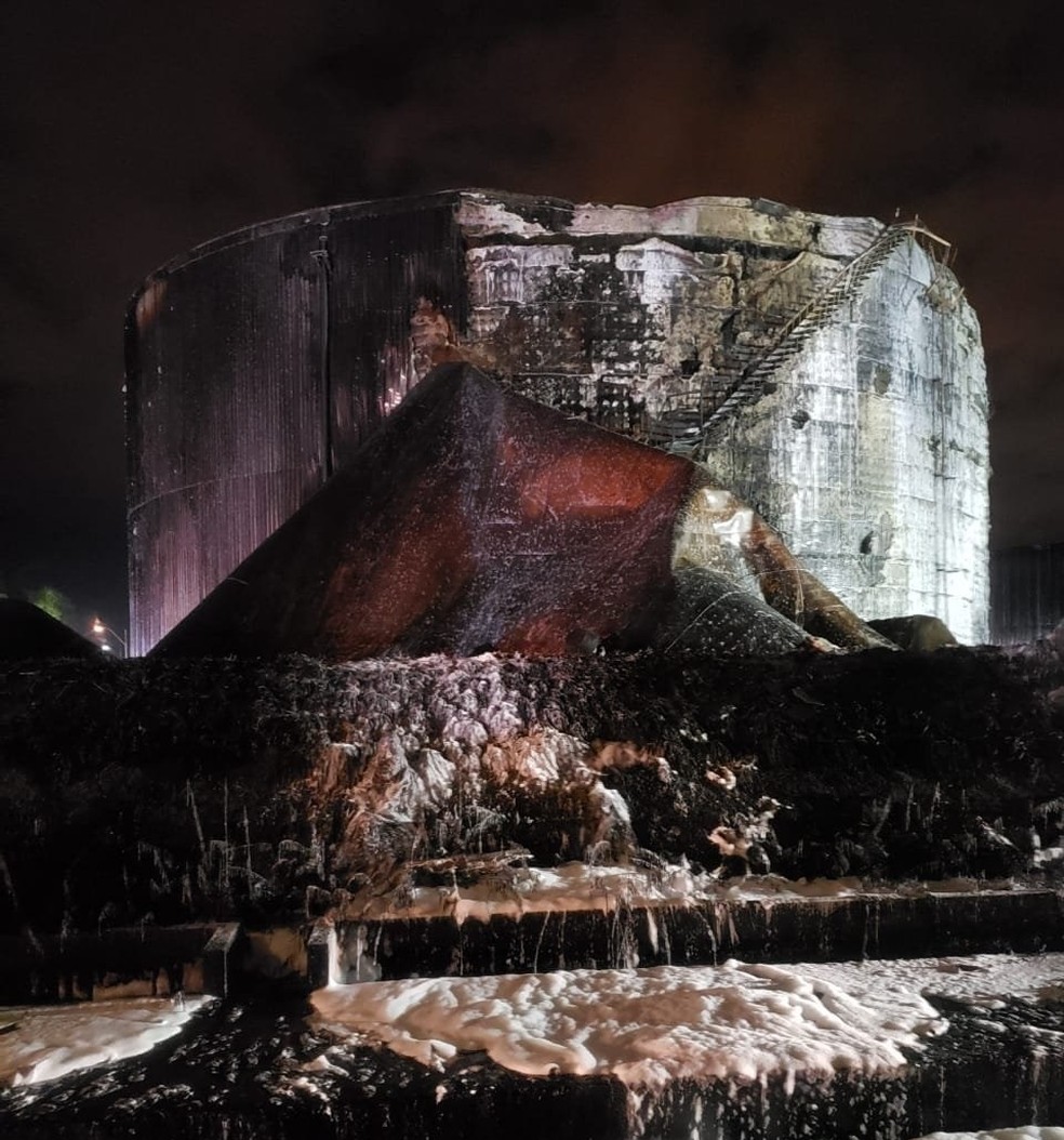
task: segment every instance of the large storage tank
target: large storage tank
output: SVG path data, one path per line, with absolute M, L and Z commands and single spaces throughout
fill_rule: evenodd
M 985 377 L 942 250 L 748 198 L 474 190 L 199 246 L 128 321 L 132 649 L 345 462 L 433 329 L 525 394 L 704 458 L 864 616 L 982 640 Z

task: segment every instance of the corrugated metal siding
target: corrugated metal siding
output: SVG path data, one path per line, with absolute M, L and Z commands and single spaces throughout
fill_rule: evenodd
M 453 196 L 281 219 L 148 279 L 128 321 L 131 649 L 147 652 L 346 462 L 464 320 Z
M 990 636 L 1032 642 L 1064 620 L 1064 543 L 996 551 L 990 557 Z
M 417 383 L 410 318 L 426 298 L 461 327 L 465 279 L 451 202 L 394 214 L 334 211 L 330 262 L 333 463 L 343 466 Z
M 130 592 L 145 652 L 321 482 L 312 228 L 149 283 L 131 321 Z

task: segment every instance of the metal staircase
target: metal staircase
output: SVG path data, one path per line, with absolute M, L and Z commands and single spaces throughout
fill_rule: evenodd
M 737 408 L 758 399 L 766 384 L 802 351 L 813 333 L 825 327 L 871 274 L 917 231 L 922 229 L 916 222 L 887 226 L 822 290 L 781 319 L 767 348 L 732 345 L 722 367 L 697 385 L 666 398 L 648 427 L 646 442 L 674 454 L 704 458 L 712 430 Z

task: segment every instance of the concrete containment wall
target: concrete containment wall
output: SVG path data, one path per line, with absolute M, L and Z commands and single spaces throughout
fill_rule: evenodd
M 862 614 L 982 640 L 979 329 L 927 249 L 760 199 L 476 190 L 200 246 L 149 278 L 128 326 L 134 651 L 346 462 L 433 345 L 707 461 Z

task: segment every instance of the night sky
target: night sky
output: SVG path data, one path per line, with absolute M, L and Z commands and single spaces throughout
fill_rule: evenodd
M 919 214 L 993 398 L 995 546 L 1064 540 L 1057 5 L 361 0 L 0 9 L 0 592 L 124 622 L 122 324 L 159 263 L 458 186 Z

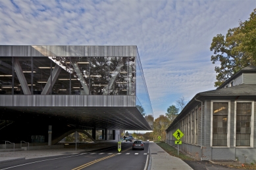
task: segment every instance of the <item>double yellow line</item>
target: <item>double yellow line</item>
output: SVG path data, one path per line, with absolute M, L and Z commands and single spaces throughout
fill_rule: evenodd
M 82 169 L 83 168 L 85 168 L 86 167 L 88 167 L 90 165 L 91 165 L 92 164 L 94 164 L 98 161 L 102 161 L 102 160 L 104 160 L 104 159 L 108 159 L 108 158 L 110 158 L 111 157 L 113 157 L 113 156 L 115 156 L 116 154 L 112 154 L 111 156 L 106 156 L 106 157 L 104 157 L 104 158 L 102 158 L 101 159 L 96 159 L 96 160 L 94 160 L 93 161 L 90 161 L 89 163 L 87 163 L 86 164 L 84 164 L 80 167 L 76 167 L 74 169 L 72 169 L 72 170 L 80 170 L 80 169 Z

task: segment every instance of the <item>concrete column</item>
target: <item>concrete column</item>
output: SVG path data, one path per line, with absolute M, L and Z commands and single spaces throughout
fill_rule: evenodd
M 92 129 L 91 137 L 93 138 L 96 139 L 96 128 L 95 127 Z
M 51 146 L 51 133 L 53 133 L 51 125 L 49 125 L 48 130 L 48 146 Z

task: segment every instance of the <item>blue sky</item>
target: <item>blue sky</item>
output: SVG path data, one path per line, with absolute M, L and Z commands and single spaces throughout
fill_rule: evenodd
M 1 45 L 137 45 L 155 117 L 215 89 L 212 39 L 255 0 L 0 0 Z

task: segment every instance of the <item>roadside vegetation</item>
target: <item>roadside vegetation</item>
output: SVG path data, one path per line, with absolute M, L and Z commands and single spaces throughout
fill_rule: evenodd
M 157 142 L 157 144 L 158 144 L 160 147 L 161 147 L 165 152 L 169 154 L 170 156 L 179 158 L 182 160 L 196 161 L 193 158 L 181 153 L 181 152 L 180 152 L 179 156 L 178 156 L 177 149 L 167 143 L 160 142 Z M 241 163 L 241 166 L 235 166 L 233 165 L 229 165 L 226 166 L 234 169 L 256 169 L 256 161 L 254 161 L 251 163 Z
M 182 159 L 182 160 L 189 160 L 189 161 L 195 160 L 193 158 L 188 156 L 181 153 L 181 152 L 180 152 L 179 156 L 178 156 L 177 150 L 167 143 L 160 142 L 160 143 L 157 143 L 157 144 L 160 147 L 161 147 L 165 152 L 166 152 L 168 154 L 169 154 L 170 156 L 179 158 Z

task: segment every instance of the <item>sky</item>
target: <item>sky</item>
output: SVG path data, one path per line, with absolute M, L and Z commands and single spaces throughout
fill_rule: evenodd
M 0 0 L 0 45 L 137 45 L 155 118 L 215 89 L 213 37 L 255 0 Z

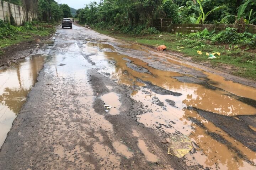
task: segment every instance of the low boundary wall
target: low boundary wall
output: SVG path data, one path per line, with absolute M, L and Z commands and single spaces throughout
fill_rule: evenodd
M 37 19 L 37 14 L 31 11 L 27 12 L 22 6 L 3 1 L 0 1 L 0 19 L 11 21 L 12 15 L 17 26 L 20 26 L 26 21 Z
M 256 25 L 247 24 L 246 26 L 249 28 L 249 32 L 256 34 Z M 234 27 L 234 25 L 233 24 L 174 24 L 171 23 L 171 19 L 164 18 L 153 20 L 153 26 L 160 31 L 188 34 L 202 31 L 205 28 L 207 28 L 209 31 L 215 30 L 219 32 L 224 30 L 227 27 Z

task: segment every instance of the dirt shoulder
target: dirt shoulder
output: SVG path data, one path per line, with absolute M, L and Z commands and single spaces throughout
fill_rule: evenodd
M 35 34 L 26 38 L 26 35 L 18 35 L 17 41 L 11 39 L 6 40 L 10 44 L 3 44 L 4 47 L 0 48 L 0 69 L 10 67 L 15 63 L 33 53 L 36 53 L 38 49 L 42 47 L 46 41 L 54 34 L 55 29 L 37 31 Z M 41 35 L 40 34 L 42 34 Z M 16 43 L 16 42 L 18 42 Z M 2 44 L 3 42 L 1 42 Z M 0 43 L 0 46 L 1 46 Z

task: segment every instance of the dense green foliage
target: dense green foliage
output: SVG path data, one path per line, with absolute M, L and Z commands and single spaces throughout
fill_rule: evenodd
M 63 16 L 63 11 L 54 0 L 38 0 L 38 17 L 41 21 L 49 22 L 59 21 Z
M 4 1 L 6 1 L 18 5 L 20 5 L 22 4 L 21 0 L 4 0 Z
M 60 8 L 63 12 L 63 16 L 64 18 L 68 18 L 72 17 L 70 8 L 67 4 L 61 4 Z
M 30 31 L 40 31 L 47 30 L 47 28 L 40 26 L 37 22 L 27 22 L 24 26 L 14 26 L 9 22 L 5 22 L 0 19 L 0 39 L 15 39 L 18 35 L 25 35 Z
M 171 18 L 174 23 L 233 23 L 241 8 L 241 17 L 256 24 L 256 1 L 251 0 L 105 0 L 79 9 L 76 16 L 93 27 L 137 35 L 156 18 Z
M 70 7 L 70 11 L 71 12 L 71 15 L 72 15 L 72 17 L 75 17 L 75 16 L 76 15 L 76 11 L 77 11 L 75 9 L 74 9 L 73 8 L 71 8 Z
M 246 31 L 243 33 L 238 33 L 237 29 L 232 28 L 227 28 L 225 30 L 218 33 L 214 31 L 209 33 L 205 29 L 203 31 L 185 35 L 183 36 L 195 40 L 198 42 L 199 42 L 199 40 L 203 39 L 210 41 L 212 44 L 224 43 L 231 45 L 241 45 L 252 48 L 256 47 L 256 34 Z M 193 42 L 194 44 L 194 42 Z

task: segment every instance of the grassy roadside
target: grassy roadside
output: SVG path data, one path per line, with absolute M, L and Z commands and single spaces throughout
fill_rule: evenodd
M 164 45 L 167 51 L 178 52 L 186 58 L 203 65 L 210 65 L 213 68 L 224 70 L 230 74 L 248 79 L 256 80 L 256 50 L 248 49 L 242 46 L 228 44 L 212 44 L 209 41 L 193 40 L 167 33 L 140 36 L 102 30 L 95 30 L 100 33 L 126 41 L 150 46 Z M 162 35 L 160 36 L 160 35 Z M 200 55 L 197 51 L 203 52 Z M 218 59 L 208 59 L 206 53 L 219 52 Z
M 8 46 L 22 42 L 33 41 L 38 38 L 49 35 L 55 32 L 54 26 L 47 26 L 46 27 L 44 27 L 45 26 L 43 24 L 33 26 L 31 29 L 21 29 L 21 30 L 10 34 L 9 35 L 2 36 L 2 38 L 0 39 L 0 55 L 4 53 L 4 49 Z M 21 27 L 22 27 L 16 28 Z

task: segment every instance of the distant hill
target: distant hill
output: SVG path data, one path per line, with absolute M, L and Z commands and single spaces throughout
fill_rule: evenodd
M 71 8 L 71 7 L 70 8 L 70 11 L 71 11 L 71 14 L 72 15 L 72 16 L 73 17 L 74 17 L 76 15 L 76 11 L 77 11 L 77 10 L 76 10 L 75 9 L 74 9 L 73 8 Z

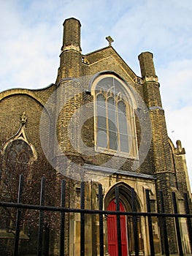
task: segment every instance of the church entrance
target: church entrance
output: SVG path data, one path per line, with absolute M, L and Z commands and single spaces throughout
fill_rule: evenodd
M 108 207 L 107 211 L 115 211 L 115 200 L 112 200 Z M 125 211 L 122 203 L 120 201 L 120 211 Z M 128 255 L 127 246 L 127 227 L 126 217 L 120 216 L 120 229 L 121 229 L 121 250 L 122 256 Z M 118 236 L 117 236 L 117 217 L 115 215 L 108 215 L 107 217 L 107 230 L 108 230 L 108 251 L 110 256 L 118 255 Z

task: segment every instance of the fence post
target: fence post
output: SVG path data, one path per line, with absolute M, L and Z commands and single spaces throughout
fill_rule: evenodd
M 66 181 L 61 181 L 61 206 L 65 207 L 66 196 Z M 60 228 L 60 256 L 64 255 L 64 243 L 65 243 L 65 213 L 61 211 L 61 228 Z
M 185 213 L 186 214 L 190 214 L 187 193 L 184 193 L 184 200 L 185 200 Z M 187 223 L 188 223 L 188 237 L 189 237 L 189 241 L 190 241 L 190 246 L 191 246 L 191 253 L 192 253 L 192 227 L 191 227 L 191 217 L 187 217 Z
M 99 184 L 99 210 L 103 209 L 103 193 L 102 185 Z M 104 222 L 103 214 L 99 214 L 99 244 L 100 244 L 100 256 L 104 256 Z
M 115 187 L 115 200 L 116 200 L 116 211 L 120 211 L 119 205 L 119 187 Z M 121 250 L 121 231 L 120 231 L 120 216 L 119 214 L 117 217 L 117 232 L 118 232 L 118 256 L 122 256 Z
M 131 210 L 134 212 L 137 211 L 135 206 L 135 192 L 134 189 L 131 188 Z M 133 225 L 134 225 L 134 253 L 135 256 L 139 256 L 139 241 L 138 241 L 138 228 L 137 228 L 137 217 L 133 216 Z
M 42 183 L 41 183 L 40 206 L 43 206 L 45 204 L 45 178 L 42 177 Z M 38 230 L 37 256 L 42 256 L 42 253 L 43 222 L 44 222 L 44 210 L 40 210 L 39 230 Z
M 149 189 L 146 189 L 146 201 L 147 201 L 147 213 L 150 213 L 150 192 Z M 149 227 L 149 236 L 150 236 L 150 255 L 155 255 L 154 244 L 153 244 L 153 235 L 152 228 L 152 218 L 150 215 L 148 215 L 148 227 Z
M 21 203 L 22 194 L 23 194 L 23 183 L 24 183 L 24 176 L 23 174 L 20 174 L 20 177 L 19 177 L 18 203 Z M 16 217 L 17 218 L 16 219 L 16 228 L 15 228 L 15 243 L 14 243 L 14 254 L 13 254 L 14 256 L 17 256 L 18 253 L 20 216 L 21 216 L 21 209 L 18 208 L 17 210 L 17 217 Z
M 160 191 L 160 206 L 161 206 L 161 211 L 162 214 L 164 214 L 164 196 L 163 196 L 163 192 Z M 163 226 L 163 234 L 164 234 L 164 249 L 166 256 L 169 256 L 169 243 L 168 243 L 168 237 L 167 237 L 167 231 L 166 231 L 166 217 L 162 217 L 162 226 Z
M 172 201 L 173 201 L 174 213 L 177 214 L 178 214 L 178 210 L 177 210 L 177 206 L 176 202 L 175 192 L 172 192 Z M 180 223 L 179 223 L 179 219 L 177 217 L 174 217 L 174 221 L 175 221 L 175 227 L 176 227 L 176 231 L 177 231 L 178 247 L 180 251 L 180 256 L 183 256 Z
M 80 208 L 85 209 L 85 181 L 81 182 Z M 85 213 L 80 213 L 80 256 L 85 255 Z

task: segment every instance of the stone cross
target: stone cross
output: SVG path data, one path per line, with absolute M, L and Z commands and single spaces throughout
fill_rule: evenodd
M 20 116 L 20 121 L 22 124 L 25 124 L 27 121 L 27 116 L 26 115 L 26 112 L 23 112 Z
M 110 36 L 105 37 L 105 39 L 109 42 L 109 46 L 112 46 L 112 42 L 114 42 L 113 39 Z

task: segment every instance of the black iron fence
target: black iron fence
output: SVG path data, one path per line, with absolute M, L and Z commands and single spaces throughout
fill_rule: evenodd
M 178 214 L 177 205 L 176 201 L 175 193 L 172 192 L 172 203 L 174 213 L 167 214 L 164 213 L 164 203 L 163 198 L 163 193 L 160 192 L 160 202 L 161 202 L 161 212 L 155 213 L 151 212 L 150 209 L 150 191 L 145 190 L 146 202 L 147 202 L 147 212 L 137 212 L 135 207 L 135 192 L 134 189 L 131 190 L 131 208 L 132 211 L 120 211 L 120 200 L 119 200 L 119 188 L 118 186 L 115 187 L 115 203 L 116 211 L 105 211 L 103 209 L 103 192 L 102 186 L 99 184 L 99 209 L 85 209 L 85 182 L 82 181 L 80 184 L 80 208 L 66 208 L 66 182 L 65 181 L 61 181 L 61 207 L 46 206 L 45 206 L 45 179 L 42 178 L 41 183 L 41 193 L 40 193 L 40 204 L 39 205 L 28 205 L 22 203 L 22 193 L 23 189 L 23 176 L 20 176 L 19 187 L 18 187 L 18 196 L 17 203 L 8 203 L 8 202 L 0 202 L 0 207 L 4 208 L 13 208 L 17 209 L 16 217 L 16 227 L 15 231 L 15 243 L 14 248 L 12 249 L 13 255 L 18 255 L 19 248 L 19 239 L 20 233 L 20 221 L 21 221 L 21 213 L 23 209 L 37 210 L 39 214 L 39 222 L 38 227 L 38 246 L 37 248 L 37 255 L 41 256 L 42 255 L 42 239 L 43 239 L 43 226 L 44 226 L 44 217 L 45 211 L 59 212 L 61 219 L 60 226 L 60 256 L 64 256 L 65 249 L 65 217 L 66 213 L 79 213 L 80 214 L 80 256 L 85 255 L 85 214 L 96 214 L 99 216 L 99 255 L 104 255 L 104 216 L 106 215 L 115 215 L 117 217 L 117 235 L 118 235 L 118 256 L 122 256 L 122 247 L 121 247 L 121 228 L 120 228 L 120 216 L 131 216 L 133 219 L 133 231 L 134 231 L 134 255 L 139 256 L 139 237 L 138 237 L 138 227 L 137 227 L 137 218 L 144 217 L 147 219 L 147 230 L 149 236 L 149 245 L 150 245 L 150 255 L 155 255 L 154 248 L 154 239 L 153 239 L 153 217 L 157 217 L 158 219 L 161 219 L 161 231 L 163 232 L 162 238 L 164 244 L 164 254 L 167 256 L 169 255 L 169 238 L 167 234 L 167 218 L 173 218 L 175 223 L 175 232 L 178 246 L 178 255 L 180 256 L 184 255 L 183 246 L 182 242 L 182 235 L 180 225 L 180 219 L 185 218 L 187 222 L 187 227 L 188 231 L 188 239 L 192 252 L 192 227 L 191 227 L 191 218 L 192 214 L 190 214 L 189 203 L 188 200 L 187 194 L 184 195 L 184 203 L 185 214 Z

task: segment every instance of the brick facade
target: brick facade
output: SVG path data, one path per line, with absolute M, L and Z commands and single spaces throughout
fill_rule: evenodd
M 26 135 L 37 151 L 36 161 L 42 159 L 39 170 L 43 168 L 42 162 L 50 162 L 53 171 L 55 169 L 55 173 L 66 177 L 67 206 L 79 206 L 80 181 L 85 180 L 88 208 L 98 208 L 96 184 L 99 182 L 104 187 L 105 208 L 114 198 L 114 187 L 119 184 L 126 210 L 128 210 L 128 199 L 126 192 L 128 193 L 129 188 L 133 187 L 139 202 L 137 210 L 146 211 L 144 189 L 147 188 L 151 192 L 151 200 L 155 202 L 155 211 L 160 208 L 159 191 L 163 191 L 166 202 L 165 211 L 172 213 L 172 192 L 177 192 L 181 206 L 183 206 L 183 192 L 187 192 L 191 198 L 191 192 L 185 150 L 180 142 L 175 148 L 167 135 L 153 54 L 146 52 L 139 56 L 141 77 L 131 70 L 111 45 L 82 55 L 80 26 L 80 21 L 74 18 L 67 19 L 64 23 L 64 41 L 55 84 L 41 90 L 12 89 L 0 94 L 1 165 L 4 165 L 4 146 L 10 138 L 16 138 L 20 127 L 20 118 L 24 111 L 27 116 Z M 98 151 L 93 85 L 96 77 L 104 75 L 122 80 L 136 99 L 137 108 L 134 112 L 138 154 L 135 157 Z M 3 176 L 4 170 L 1 170 Z M 58 191 L 57 174 L 55 192 Z M 57 203 L 57 199 L 55 200 Z M 79 255 L 79 216 L 69 215 L 66 221 L 66 255 Z M 147 255 L 149 244 L 145 221 L 142 219 L 139 224 L 142 244 L 140 249 L 142 255 Z M 97 222 L 96 217 L 86 217 L 86 255 L 99 255 Z M 153 225 L 155 227 L 158 226 L 155 221 Z M 177 254 L 172 221 L 168 224 L 168 230 L 171 252 Z M 156 228 L 154 232 L 157 237 L 156 252 L 164 253 L 161 228 Z M 54 244 L 51 249 L 54 255 L 58 255 L 58 246 L 55 233 L 50 232 L 50 243 Z M 4 239 L 2 241 L 5 243 Z M 134 252 L 130 238 L 128 243 L 131 255 Z M 185 243 L 188 247 L 188 241 Z M 30 242 L 28 244 L 31 245 Z M 105 246 L 107 255 L 107 241 Z

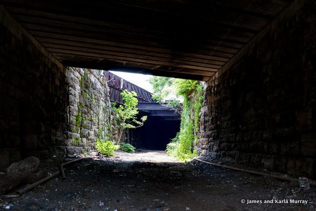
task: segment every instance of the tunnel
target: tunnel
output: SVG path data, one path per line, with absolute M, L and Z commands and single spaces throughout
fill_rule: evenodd
M 129 130 L 126 139 L 137 148 L 165 150 L 167 144 L 176 137 L 180 130 L 180 116 L 173 114 L 172 111 L 169 113 L 172 116 L 152 115 L 153 111 L 140 112 L 140 116 L 148 116 L 146 124 L 136 129 Z
M 194 163 L 197 160 L 187 166 L 175 160 L 149 164 L 129 163 L 133 158 L 130 157 L 120 166 L 116 163 L 118 158 L 112 157 L 107 162 L 113 163 L 105 167 L 100 164 L 106 159 L 99 156 L 96 161 L 85 161 L 83 166 L 70 169 L 71 176 L 82 169 L 85 172 L 80 178 L 85 178 L 91 170 L 94 180 L 80 182 L 90 182 L 91 186 L 99 182 L 109 188 L 118 184 L 119 190 L 111 190 L 120 195 L 107 195 L 113 197 L 105 203 L 101 198 L 85 202 L 80 209 L 110 209 L 110 205 L 106 207 L 110 202 L 119 206 L 122 201 L 128 205 L 123 210 L 149 209 L 128 203 L 129 194 L 134 191 L 128 185 L 133 185 L 120 182 L 131 178 L 137 180 L 135 188 L 142 193 L 134 199 L 144 200 L 144 204 L 150 201 L 150 209 L 156 210 L 163 206 L 169 209 L 165 210 L 244 210 L 250 205 L 241 200 L 247 200 L 244 197 L 249 198 L 250 192 L 269 200 L 286 197 L 283 199 L 289 201 L 297 193 L 304 201 L 300 195 L 304 190 L 310 191 L 305 196 L 315 198 L 311 181 L 316 179 L 316 8 L 313 0 L 0 0 L 0 179 L 8 175 L 6 172 L 12 164 L 25 159 L 35 157 L 59 165 L 74 156 L 95 153 L 101 136 L 119 136 L 111 110 L 116 97 L 109 87 L 113 81 L 106 78 L 104 71 L 122 70 L 203 82 L 202 104 L 196 123 L 198 128 L 194 131 L 197 138 L 190 144 L 192 151 L 208 163 L 281 174 L 309 181 L 311 187 L 301 181 L 295 187 L 286 183 L 284 187 L 276 180 L 270 183 L 269 179 L 243 173 L 234 174 L 200 166 Z M 148 97 L 144 93 L 141 97 Z M 120 99 L 119 93 L 116 94 Z M 179 127 L 179 115 L 157 107 L 149 109 L 149 104 L 156 103 L 142 100 L 138 109 L 140 115 L 148 116 L 147 124 L 126 131 L 124 138 L 137 148 L 164 150 Z M 176 170 L 172 171 L 170 166 Z M 121 171 L 118 169 L 120 167 Z M 106 181 L 111 175 L 115 175 L 111 177 L 113 184 L 98 180 L 99 176 Z M 203 179 L 198 179 L 198 175 L 203 175 Z M 11 182 L 20 181 L 10 176 Z M 125 180 L 117 179 L 121 177 Z M 72 187 L 80 186 L 74 183 L 77 179 L 69 180 Z M 194 185 L 186 186 L 190 184 L 182 180 L 194 181 L 200 188 L 191 190 Z M 58 187 L 67 187 L 67 182 Z M 163 184 L 170 186 L 164 189 Z M 271 193 L 264 189 L 266 185 Z M 142 186 L 155 187 L 160 198 L 143 194 Z M 262 192 L 257 192 L 257 187 Z M 221 187 L 227 192 L 220 197 L 210 191 Z M 55 188 L 56 192 L 58 188 Z M 92 193 L 87 188 L 89 192 L 85 196 Z M 125 188 L 130 192 L 120 192 Z M 293 191 L 277 195 L 286 189 Z M 40 197 L 40 192 L 34 191 L 32 196 Z M 61 196 L 78 199 L 70 191 L 63 191 Z M 177 198 L 180 201 L 172 203 L 166 196 L 171 192 L 175 197 L 184 194 L 185 200 Z M 245 193 L 244 198 L 236 196 Z M 234 202 L 230 207 L 219 202 L 231 203 L 227 195 Z M 218 201 L 209 200 L 209 196 Z M 59 199 L 60 203 L 55 203 L 61 206 Z M 309 208 L 315 208 L 315 202 L 309 200 Z M 1 202 L 3 207 L 16 206 Z M 32 203 L 44 210 L 40 208 L 45 205 Z M 191 203 L 197 208 L 185 205 Z M 94 205 L 89 207 L 89 203 Z M 264 204 L 260 209 L 280 208 Z M 170 204 L 175 206 L 169 206 L 173 210 L 167 206 Z

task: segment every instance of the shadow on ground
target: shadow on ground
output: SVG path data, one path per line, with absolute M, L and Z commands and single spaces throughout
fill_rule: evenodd
M 66 180 L 58 177 L 19 198 L 1 200 L 12 205 L 8 210 L 23 211 L 314 210 L 315 189 L 304 192 L 298 184 L 196 161 L 128 161 L 126 156 L 84 160 L 68 168 Z M 308 203 L 240 202 L 273 199 Z

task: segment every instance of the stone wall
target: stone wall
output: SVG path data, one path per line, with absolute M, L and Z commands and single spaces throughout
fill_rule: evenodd
M 204 87 L 198 152 L 316 178 L 314 1 Z
M 108 100 L 106 82 L 95 70 L 69 68 L 69 123 L 67 152 L 74 154 L 94 149 L 97 137 L 117 135 Z M 109 119 L 111 117 L 111 119 Z
M 69 99 L 67 69 L 4 16 L 1 12 L 0 167 L 31 155 L 48 158 L 56 141 L 67 136 Z
M 104 82 L 64 67 L 0 10 L 0 169 L 94 149 L 111 128 Z

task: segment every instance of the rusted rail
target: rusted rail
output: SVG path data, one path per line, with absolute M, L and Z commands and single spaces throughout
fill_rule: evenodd
M 103 75 L 108 82 L 108 85 L 110 88 L 110 100 L 111 101 L 123 104 L 124 101 L 120 93 L 122 90 L 127 89 L 129 91 L 134 91 L 137 94 L 138 102 L 156 102 L 152 98 L 152 93 L 149 91 L 109 71 L 103 71 Z

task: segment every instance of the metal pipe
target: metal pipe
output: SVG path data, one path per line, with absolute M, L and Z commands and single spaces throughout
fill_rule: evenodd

- - -

◆ **GIVEN EXERCISE**
In the listing above, find the line containing "task: segment every instance of the rusted" and please quote exactly that line through the last one, and no other lines.

◆ **WRITTEN RESPONSE**
task: segment every instance of the rusted rail
target: rusted rail
output: SVG path data, one path per line, with absolute M, L and Z commands and single spaces throughout
fill_rule: evenodd
M 103 75 L 108 82 L 108 85 L 110 88 L 110 100 L 111 101 L 123 104 L 124 101 L 120 93 L 122 90 L 127 89 L 129 91 L 134 91 L 137 94 L 138 102 L 156 102 L 152 98 L 152 93 L 149 91 L 109 71 L 103 71 Z

task: segment every instance of the metal pipe
target: metal pipe
output: SVG path data, one path per line, with absolute M, L and Z commands and single spaces throughout
fill_rule: evenodd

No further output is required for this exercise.